**Short exercise**.
Revise the lines from the one containing "white sock, each" down through the one containing "[(1229, 871)]", changing "field-scouting log" to "match-review log" and leaving everything else unchanged. Give back only those lines.

:: Supplied data

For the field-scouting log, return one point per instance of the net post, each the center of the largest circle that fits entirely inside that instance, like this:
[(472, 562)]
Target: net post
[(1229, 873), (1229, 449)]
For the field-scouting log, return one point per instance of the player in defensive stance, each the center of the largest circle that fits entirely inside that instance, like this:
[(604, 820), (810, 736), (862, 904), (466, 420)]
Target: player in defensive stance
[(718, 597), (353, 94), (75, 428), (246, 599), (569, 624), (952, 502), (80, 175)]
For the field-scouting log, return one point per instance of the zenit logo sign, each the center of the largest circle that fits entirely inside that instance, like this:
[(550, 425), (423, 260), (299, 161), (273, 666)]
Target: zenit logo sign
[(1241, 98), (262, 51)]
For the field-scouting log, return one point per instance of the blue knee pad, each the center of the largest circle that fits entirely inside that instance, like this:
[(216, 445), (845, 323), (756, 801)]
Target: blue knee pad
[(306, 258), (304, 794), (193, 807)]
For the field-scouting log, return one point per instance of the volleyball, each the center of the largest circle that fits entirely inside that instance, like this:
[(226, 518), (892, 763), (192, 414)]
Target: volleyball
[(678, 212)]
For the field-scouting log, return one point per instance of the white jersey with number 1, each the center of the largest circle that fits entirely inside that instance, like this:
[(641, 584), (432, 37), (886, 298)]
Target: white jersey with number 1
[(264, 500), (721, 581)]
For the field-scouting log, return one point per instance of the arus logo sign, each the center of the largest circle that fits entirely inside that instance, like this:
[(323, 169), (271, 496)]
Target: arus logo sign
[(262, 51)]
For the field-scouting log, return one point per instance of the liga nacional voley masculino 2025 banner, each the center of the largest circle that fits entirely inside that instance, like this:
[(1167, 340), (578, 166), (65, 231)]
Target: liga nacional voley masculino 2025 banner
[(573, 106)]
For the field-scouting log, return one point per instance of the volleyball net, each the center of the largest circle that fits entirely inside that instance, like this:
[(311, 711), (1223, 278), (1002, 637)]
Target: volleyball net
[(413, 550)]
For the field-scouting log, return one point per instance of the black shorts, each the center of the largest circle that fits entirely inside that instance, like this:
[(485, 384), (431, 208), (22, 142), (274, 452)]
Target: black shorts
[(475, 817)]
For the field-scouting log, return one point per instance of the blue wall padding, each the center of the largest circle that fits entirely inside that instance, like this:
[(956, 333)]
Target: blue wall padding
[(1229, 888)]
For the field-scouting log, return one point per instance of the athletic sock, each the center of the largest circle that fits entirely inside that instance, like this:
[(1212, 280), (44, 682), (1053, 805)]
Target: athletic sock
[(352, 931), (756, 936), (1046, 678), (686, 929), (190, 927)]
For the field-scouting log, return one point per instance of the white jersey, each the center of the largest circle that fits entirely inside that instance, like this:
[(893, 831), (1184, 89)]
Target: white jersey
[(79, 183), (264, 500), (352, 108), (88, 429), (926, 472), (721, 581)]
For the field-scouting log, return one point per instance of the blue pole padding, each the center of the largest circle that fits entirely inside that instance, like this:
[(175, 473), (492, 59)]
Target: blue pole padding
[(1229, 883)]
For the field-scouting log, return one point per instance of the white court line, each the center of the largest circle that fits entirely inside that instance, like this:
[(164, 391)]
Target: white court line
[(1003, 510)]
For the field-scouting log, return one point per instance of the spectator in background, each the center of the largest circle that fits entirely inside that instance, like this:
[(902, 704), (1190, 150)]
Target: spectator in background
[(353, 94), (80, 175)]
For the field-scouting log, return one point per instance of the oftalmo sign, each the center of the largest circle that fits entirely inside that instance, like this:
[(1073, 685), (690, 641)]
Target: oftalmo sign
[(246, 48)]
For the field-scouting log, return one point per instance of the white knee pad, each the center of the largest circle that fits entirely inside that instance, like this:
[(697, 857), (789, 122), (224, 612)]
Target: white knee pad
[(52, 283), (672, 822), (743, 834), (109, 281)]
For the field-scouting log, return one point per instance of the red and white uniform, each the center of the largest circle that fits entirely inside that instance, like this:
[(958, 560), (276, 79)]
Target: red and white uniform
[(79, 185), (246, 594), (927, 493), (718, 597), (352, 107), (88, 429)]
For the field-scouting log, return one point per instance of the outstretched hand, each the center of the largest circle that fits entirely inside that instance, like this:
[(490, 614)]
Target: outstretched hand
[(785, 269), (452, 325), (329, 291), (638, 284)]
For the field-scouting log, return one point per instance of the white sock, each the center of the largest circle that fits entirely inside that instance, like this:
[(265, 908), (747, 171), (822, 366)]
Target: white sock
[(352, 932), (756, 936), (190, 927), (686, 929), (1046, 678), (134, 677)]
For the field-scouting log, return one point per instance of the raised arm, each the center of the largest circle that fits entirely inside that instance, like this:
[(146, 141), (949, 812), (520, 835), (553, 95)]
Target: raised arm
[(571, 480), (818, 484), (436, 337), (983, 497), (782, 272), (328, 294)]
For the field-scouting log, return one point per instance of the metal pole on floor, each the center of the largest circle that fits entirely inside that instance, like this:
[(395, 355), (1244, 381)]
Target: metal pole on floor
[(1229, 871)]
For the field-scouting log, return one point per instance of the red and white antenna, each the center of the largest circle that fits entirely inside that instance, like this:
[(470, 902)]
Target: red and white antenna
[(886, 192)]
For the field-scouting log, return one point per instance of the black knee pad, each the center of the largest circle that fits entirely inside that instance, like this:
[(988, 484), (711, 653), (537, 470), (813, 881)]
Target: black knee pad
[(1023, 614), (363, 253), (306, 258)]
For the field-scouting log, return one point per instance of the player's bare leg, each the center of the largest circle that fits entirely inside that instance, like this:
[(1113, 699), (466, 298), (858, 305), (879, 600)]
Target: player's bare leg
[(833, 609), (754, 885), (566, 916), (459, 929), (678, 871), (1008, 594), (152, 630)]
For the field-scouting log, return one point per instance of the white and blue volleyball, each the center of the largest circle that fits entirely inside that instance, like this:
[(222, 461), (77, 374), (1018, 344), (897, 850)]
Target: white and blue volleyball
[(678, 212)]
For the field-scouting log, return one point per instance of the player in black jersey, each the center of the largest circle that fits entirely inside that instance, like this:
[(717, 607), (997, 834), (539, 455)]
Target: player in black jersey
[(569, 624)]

::::

**Result**.
For the match-review log, return one point per instance of the white sock, each the center of the largest circle that fits entirely inside that instance, like this:
[(265, 908), (747, 171), (822, 366)]
Target: white sock
[(352, 932), (756, 936), (190, 927), (686, 929), (1046, 678), (134, 677)]
For the match-review log, return one point per instance of the raised arm, each the center of the largest circle that fits entirely inside that instance, like this:
[(146, 141), (949, 812), (520, 835), (553, 95)]
Target: raised arm
[(571, 480), (818, 484), (436, 337), (983, 497), (782, 272), (328, 294)]
For the match-review log, return one point per instance of the metal pole on floor, each the center of the largest circle that fits entirely inside that instance, like this:
[(395, 355), (1244, 381)]
Target: metal pole on floor
[(1229, 871)]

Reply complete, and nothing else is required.